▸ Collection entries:
-------------------------
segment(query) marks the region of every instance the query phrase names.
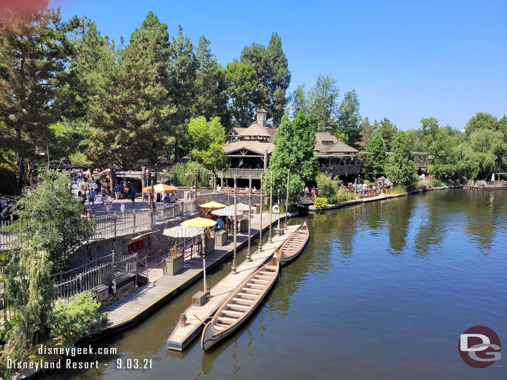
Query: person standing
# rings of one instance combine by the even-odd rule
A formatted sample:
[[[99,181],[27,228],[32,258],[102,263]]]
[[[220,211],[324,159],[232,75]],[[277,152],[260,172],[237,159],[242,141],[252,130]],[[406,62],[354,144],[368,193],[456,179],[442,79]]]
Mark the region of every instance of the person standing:
[[[90,191],[88,192],[88,204],[92,204],[92,209],[93,209],[93,206],[95,205],[95,199],[96,196],[95,190],[93,188],[90,189]]]
[[[132,201],[132,205],[135,204],[135,193],[136,191],[134,187],[130,189],[130,200]]]
[[[113,187],[113,189],[115,192],[115,198],[117,199],[120,199],[120,186],[118,186],[118,184],[117,183]]]

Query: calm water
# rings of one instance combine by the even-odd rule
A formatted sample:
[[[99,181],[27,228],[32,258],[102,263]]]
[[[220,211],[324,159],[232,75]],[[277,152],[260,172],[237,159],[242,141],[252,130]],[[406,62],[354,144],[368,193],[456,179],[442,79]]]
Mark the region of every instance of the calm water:
[[[183,353],[166,348],[199,283],[95,345],[117,355],[78,359],[98,359],[99,369],[47,377],[507,378],[507,349],[495,363],[503,366],[481,369],[457,350],[460,334],[476,325],[492,328],[507,347],[507,192],[430,192],[306,220],[303,256],[216,349],[204,354],[197,339]],[[211,284],[230,270],[228,263],[216,271]],[[117,359],[134,358],[152,359],[152,368],[116,369]]]

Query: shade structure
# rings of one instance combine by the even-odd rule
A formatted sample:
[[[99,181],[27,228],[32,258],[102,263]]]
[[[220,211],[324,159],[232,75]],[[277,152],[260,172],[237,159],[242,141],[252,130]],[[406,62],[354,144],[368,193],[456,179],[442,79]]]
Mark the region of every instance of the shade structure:
[[[232,209],[232,210],[234,209],[234,205],[231,205],[231,206],[228,206],[227,207],[229,208]],[[236,205],[236,209],[237,210],[239,210],[240,211],[246,211],[246,212],[248,212],[248,211],[249,209],[250,209],[250,210],[251,210],[251,209],[253,209],[254,208],[255,208],[255,207],[254,207],[254,206],[252,206],[251,207],[250,207],[248,206],[248,205],[245,204],[244,203],[238,203]]]
[[[212,227],[216,224],[216,222],[210,219],[205,218],[194,218],[185,220],[181,223],[182,225],[192,225],[194,227]]]
[[[162,193],[176,193],[177,189],[175,187],[173,187],[172,186],[169,186],[169,185],[165,185],[163,183],[157,183],[153,186],[153,191],[155,192],[155,194],[161,194]],[[147,187],[144,187],[142,189],[142,192],[146,193],[147,194],[151,194],[152,193],[152,187],[149,186]]]
[[[164,230],[163,234],[173,238],[193,238],[203,233],[204,229],[191,225],[176,225]]]
[[[204,208],[221,208],[222,207],[225,207],[226,205],[213,201],[212,202],[208,202],[207,203],[199,205],[199,206],[200,207],[204,207]]]
[[[234,216],[234,206],[228,206],[224,208],[220,208],[218,210],[214,210],[211,211],[211,213],[214,215],[218,215],[219,216]],[[236,215],[243,215],[243,211],[237,210]]]

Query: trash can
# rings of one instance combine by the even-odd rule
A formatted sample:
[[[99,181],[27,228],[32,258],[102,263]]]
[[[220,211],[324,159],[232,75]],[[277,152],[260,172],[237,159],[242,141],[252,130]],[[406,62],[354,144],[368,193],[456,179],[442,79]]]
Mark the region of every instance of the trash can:
[[[227,244],[227,232],[222,230],[215,234],[215,245],[223,247]]]
[[[239,222],[239,232],[247,232],[248,231],[248,220],[243,219]]]
[[[260,214],[261,213],[261,204],[260,203],[256,203],[255,205],[254,205],[254,207],[255,207],[255,208],[254,209],[254,214]]]
[[[174,258],[167,257],[165,259],[165,274],[175,276],[183,270],[183,255],[179,255]]]

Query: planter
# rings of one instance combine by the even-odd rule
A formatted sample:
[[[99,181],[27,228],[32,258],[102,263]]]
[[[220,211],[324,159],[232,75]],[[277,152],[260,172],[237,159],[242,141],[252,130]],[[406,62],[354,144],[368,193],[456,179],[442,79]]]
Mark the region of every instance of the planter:
[[[239,232],[247,232],[248,231],[248,219],[243,219],[239,222]]]
[[[211,238],[209,240],[206,241],[205,254],[209,254],[214,250],[215,250],[215,238]]]
[[[165,259],[165,274],[167,276],[175,276],[183,270],[183,255],[172,258]]]
[[[227,244],[227,233],[223,230],[215,234],[215,242],[217,246],[223,247]]]

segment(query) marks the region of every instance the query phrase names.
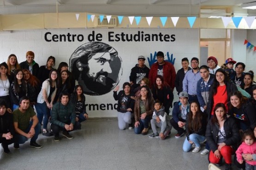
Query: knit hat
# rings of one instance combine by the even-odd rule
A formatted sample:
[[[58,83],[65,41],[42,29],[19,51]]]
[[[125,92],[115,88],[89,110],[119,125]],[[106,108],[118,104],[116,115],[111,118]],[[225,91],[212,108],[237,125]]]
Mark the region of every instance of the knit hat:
-------------------------
▸ Short problem:
Copy the material above in full and exactly, skipping pictures.

▸ Answer:
segment(query) marks the region of every instance the query phrase names.
Query: person standing
# rings of one instance combine by the even-odd rule
A formatted sample:
[[[99,181],[27,228],[32,258],[102,263]]]
[[[220,211],[324,159],[232,75]],[[277,152],[260,172],[237,159],[242,141],[252,130]],[[406,62],[354,144],[368,193],[456,179],[442,79]]]
Mark the region of every instance of the person standing:
[[[90,191],[88,192],[88,204],[92,204],[92,209],[93,209],[93,206],[95,205],[95,199],[96,196],[95,190],[93,188],[90,189]]]
[[[132,201],[132,205],[135,204],[135,193],[136,191],[134,187],[130,189],[130,200]]]
[[[113,187],[113,189],[115,192],[115,198],[117,199],[120,199],[120,186],[118,186],[118,184],[117,183]]]

Query: calm water
# rings of one instance combine by the even-odd rule
A formatted sample:
[[[99,181],[27,228],[32,258],[102,263]]]
[[[220,211],[324,159],[232,75]],[[277,152],[260,172],[237,159],[242,141],[252,130]],[[406,62],[354,144],[368,193],[456,179],[442,79]]]
Mark the region of every instance of the calm water:
[[[183,353],[166,348],[199,283],[95,345],[117,355],[78,359],[98,359],[99,369],[47,377],[507,378],[507,349],[495,363],[503,366],[481,369],[457,350],[460,334],[476,325],[492,328],[507,347],[507,192],[430,192],[306,220],[303,256],[216,349],[204,354],[197,339]],[[211,284],[230,270],[228,263],[216,271]],[[117,359],[134,358],[152,359],[152,368],[116,369]]]

Query: shade structure
# rings of one instance combine by the even-odd rule
A formatted sample:
[[[99,181],[27,228],[32,258],[102,263]]]
[[[220,211],[324,159],[232,75]],[[277,152],[260,172],[237,159],[242,141],[252,130]],[[406,62],[354,144],[368,193],[456,179],[442,79]]]
Mark the region of every instance of the shade structure:
[[[232,209],[232,210],[234,209],[234,205],[231,205],[231,206],[228,206],[227,207],[229,208]],[[236,205],[236,209],[237,210],[239,210],[240,211],[246,211],[246,212],[248,212],[248,211],[249,209],[250,209],[250,210],[251,210],[251,209],[253,209],[254,208],[255,208],[255,207],[254,207],[254,206],[252,206],[251,207],[250,207],[248,206],[248,205],[245,204],[244,203],[238,203]]]
[[[212,227],[216,224],[216,222],[210,219],[205,218],[194,218],[185,220],[181,223],[182,225],[192,225],[194,227]]]
[[[162,193],[176,193],[177,189],[175,187],[173,187],[172,186],[169,186],[169,185],[165,185],[163,183],[157,183],[153,186],[153,191],[155,192],[155,194],[161,194]],[[147,187],[144,187],[142,189],[142,192],[146,193],[147,194],[151,194],[152,193],[152,187],[149,186]]]
[[[164,230],[163,234],[173,238],[193,238],[203,233],[204,229],[191,225],[176,225]]]
[[[204,208],[221,208],[222,207],[225,207],[226,205],[213,201],[212,202],[208,202],[207,203],[199,205],[199,206],[200,207],[204,207]]]
[[[234,216],[234,206],[228,206],[224,208],[220,208],[218,210],[214,210],[211,211],[211,213],[214,215],[218,215],[219,216]],[[236,215],[243,215],[243,211],[237,210]]]

Query: trash can
# rings of one instance combine by the even-odd rule
A formatted sample:
[[[99,181],[27,228],[32,258],[102,263]]]
[[[220,211],[324,159],[232,75]],[[277,152],[260,172],[237,159],[242,141],[252,130]],[[406,62],[354,144],[368,193],[456,179],[442,79]]]
Mark the region of every instance of the trash can:
[[[227,244],[227,232],[222,230],[215,234],[215,245],[223,247]]]
[[[239,222],[239,232],[247,232],[248,231],[248,220],[243,219]]]
[[[260,214],[261,213],[261,204],[260,203],[256,203],[255,205],[254,205],[254,207],[255,207],[255,208],[254,209],[254,214]]]
[[[174,258],[167,257],[165,259],[165,274],[175,276],[183,270],[183,255],[179,255]]]

Query: planter
# rings of one instance combine by the even-odd rule
A formatted sample:
[[[99,181],[27,228],[32,258],[102,263]]]
[[[220,211],[324,159],[232,75]],[[277,152],[260,172],[237,159],[242,141],[252,130]],[[406,62],[354,144],[368,193],[456,179],[442,79]]]
Mark the region of every instance of the planter:
[[[239,232],[247,232],[248,231],[248,219],[243,219],[239,222]]]
[[[211,238],[209,240],[206,241],[205,254],[209,254],[214,250],[215,250],[215,238]]]
[[[165,259],[165,274],[167,276],[175,276],[183,270],[183,255],[172,258]]]
[[[227,244],[227,233],[223,230],[215,234],[215,242],[217,246],[223,247]]]

segment(query) marks the region of every instance the query phrase names.
Query: knit hat
# rings of one instance combine by the even-odd rule
A formatted sample:
[[[58,83],[65,41],[42,29],[19,51]]]
[[[125,92],[115,88],[89,110],[119,125]],[[106,108],[118,104],[116,115],[111,118]],[[225,91],[212,108],[237,125]]]
Mark the region of every instance of the knit hat:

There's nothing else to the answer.